++++ Given entries

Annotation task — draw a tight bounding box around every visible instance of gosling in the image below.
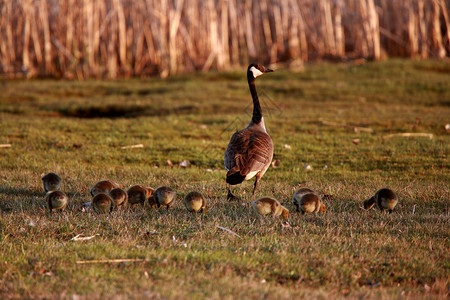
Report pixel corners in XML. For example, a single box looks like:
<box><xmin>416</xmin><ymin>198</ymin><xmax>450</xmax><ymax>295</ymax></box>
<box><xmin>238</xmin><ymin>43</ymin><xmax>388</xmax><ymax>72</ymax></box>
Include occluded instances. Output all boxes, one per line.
<box><xmin>152</xmin><ymin>186</ymin><xmax>177</xmax><ymax>209</ymax></box>
<box><xmin>297</xmin><ymin>193</ymin><xmax>327</xmax><ymax>215</ymax></box>
<box><xmin>252</xmin><ymin>197</ymin><xmax>289</xmax><ymax>219</ymax></box>
<box><xmin>91</xmin><ymin>180</ymin><xmax>121</xmax><ymax>197</ymax></box>
<box><xmin>127</xmin><ymin>185</ymin><xmax>154</xmax><ymax>205</ymax></box>
<box><xmin>45</xmin><ymin>191</ymin><xmax>69</xmax><ymax>213</ymax></box>
<box><xmin>184</xmin><ymin>192</ymin><xmax>207</xmax><ymax>213</ymax></box>
<box><xmin>364</xmin><ymin>188</ymin><xmax>398</xmax><ymax>213</ymax></box>
<box><xmin>41</xmin><ymin>173</ymin><xmax>62</xmax><ymax>193</ymax></box>
<box><xmin>109</xmin><ymin>188</ymin><xmax>128</xmax><ymax>209</ymax></box>
<box><xmin>292</xmin><ymin>187</ymin><xmax>315</xmax><ymax>211</ymax></box>
<box><xmin>92</xmin><ymin>193</ymin><xmax>113</xmax><ymax>214</ymax></box>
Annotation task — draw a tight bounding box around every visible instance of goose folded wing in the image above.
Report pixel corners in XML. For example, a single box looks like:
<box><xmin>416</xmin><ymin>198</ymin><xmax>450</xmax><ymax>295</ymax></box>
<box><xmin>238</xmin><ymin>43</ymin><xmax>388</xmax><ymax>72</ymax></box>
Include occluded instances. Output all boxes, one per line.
<box><xmin>241</xmin><ymin>134</ymin><xmax>273</xmax><ymax>175</ymax></box>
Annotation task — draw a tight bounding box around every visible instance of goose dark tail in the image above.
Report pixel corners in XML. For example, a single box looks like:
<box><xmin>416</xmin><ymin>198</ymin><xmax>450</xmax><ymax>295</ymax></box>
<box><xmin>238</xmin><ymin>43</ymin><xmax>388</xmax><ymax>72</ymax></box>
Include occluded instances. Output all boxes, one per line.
<box><xmin>227</xmin><ymin>172</ymin><xmax>245</xmax><ymax>185</ymax></box>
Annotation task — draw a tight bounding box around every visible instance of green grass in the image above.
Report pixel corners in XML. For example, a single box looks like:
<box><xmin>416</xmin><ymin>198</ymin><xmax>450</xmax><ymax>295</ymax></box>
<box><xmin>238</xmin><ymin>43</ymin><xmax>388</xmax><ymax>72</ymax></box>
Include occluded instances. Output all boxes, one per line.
<box><xmin>0</xmin><ymin>60</ymin><xmax>450</xmax><ymax>299</ymax></box>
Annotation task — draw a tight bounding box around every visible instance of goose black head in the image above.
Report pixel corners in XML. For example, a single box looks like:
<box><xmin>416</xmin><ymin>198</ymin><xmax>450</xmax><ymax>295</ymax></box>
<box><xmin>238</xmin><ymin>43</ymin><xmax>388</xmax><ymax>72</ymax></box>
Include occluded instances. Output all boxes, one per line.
<box><xmin>247</xmin><ymin>64</ymin><xmax>273</xmax><ymax>78</ymax></box>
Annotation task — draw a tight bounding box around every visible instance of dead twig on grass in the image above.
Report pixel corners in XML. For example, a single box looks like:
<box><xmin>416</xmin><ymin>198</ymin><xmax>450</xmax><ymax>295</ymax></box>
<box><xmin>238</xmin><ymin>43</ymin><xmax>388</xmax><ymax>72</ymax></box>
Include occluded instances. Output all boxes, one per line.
<box><xmin>319</xmin><ymin>119</ymin><xmax>373</xmax><ymax>133</ymax></box>
<box><xmin>77</xmin><ymin>258</ymin><xmax>145</xmax><ymax>265</ymax></box>
<box><xmin>70</xmin><ymin>233</ymin><xmax>100</xmax><ymax>241</ymax></box>
<box><xmin>383</xmin><ymin>132</ymin><xmax>433</xmax><ymax>140</ymax></box>
<box><xmin>217</xmin><ymin>226</ymin><xmax>242</xmax><ymax>239</ymax></box>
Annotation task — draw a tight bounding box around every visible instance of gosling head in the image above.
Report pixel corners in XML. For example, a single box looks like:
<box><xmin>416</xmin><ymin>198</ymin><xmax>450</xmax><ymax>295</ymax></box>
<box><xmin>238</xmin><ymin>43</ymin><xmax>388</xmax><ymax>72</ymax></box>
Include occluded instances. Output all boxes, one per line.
<box><xmin>41</xmin><ymin>173</ymin><xmax>62</xmax><ymax>193</ymax></box>
<box><xmin>281</xmin><ymin>207</ymin><xmax>289</xmax><ymax>219</ymax></box>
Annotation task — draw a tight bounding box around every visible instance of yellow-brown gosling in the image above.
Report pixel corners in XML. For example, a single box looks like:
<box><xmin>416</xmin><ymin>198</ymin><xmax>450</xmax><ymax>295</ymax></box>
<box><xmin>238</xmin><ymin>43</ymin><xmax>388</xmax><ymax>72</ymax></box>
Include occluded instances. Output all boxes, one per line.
<box><xmin>45</xmin><ymin>191</ymin><xmax>69</xmax><ymax>213</ymax></box>
<box><xmin>41</xmin><ymin>173</ymin><xmax>62</xmax><ymax>193</ymax></box>
<box><xmin>127</xmin><ymin>184</ymin><xmax>154</xmax><ymax>205</ymax></box>
<box><xmin>92</xmin><ymin>193</ymin><xmax>113</xmax><ymax>214</ymax></box>
<box><xmin>292</xmin><ymin>187</ymin><xmax>315</xmax><ymax>211</ymax></box>
<box><xmin>91</xmin><ymin>180</ymin><xmax>121</xmax><ymax>197</ymax></box>
<box><xmin>109</xmin><ymin>188</ymin><xmax>128</xmax><ymax>208</ymax></box>
<box><xmin>297</xmin><ymin>193</ymin><xmax>327</xmax><ymax>214</ymax></box>
<box><xmin>152</xmin><ymin>186</ymin><xmax>177</xmax><ymax>209</ymax></box>
<box><xmin>364</xmin><ymin>188</ymin><xmax>398</xmax><ymax>213</ymax></box>
<box><xmin>252</xmin><ymin>197</ymin><xmax>289</xmax><ymax>219</ymax></box>
<box><xmin>184</xmin><ymin>191</ymin><xmax>206</xmax><ymax>212</ymax></box>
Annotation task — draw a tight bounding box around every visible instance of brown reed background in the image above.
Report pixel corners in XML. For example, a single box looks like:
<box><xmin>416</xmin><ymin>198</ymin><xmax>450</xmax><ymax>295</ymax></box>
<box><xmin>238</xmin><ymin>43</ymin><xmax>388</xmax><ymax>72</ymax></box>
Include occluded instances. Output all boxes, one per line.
<box><xmin>0</xmin><ymin>0</ymin><xmax>450</xmax><ymax>79</ymax></box>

++++++++

▶ **Exercise prompt**
How many lines in the listing above contain the string "every"? Case counts. Reply with the number alone.

▶ **Solution below**
9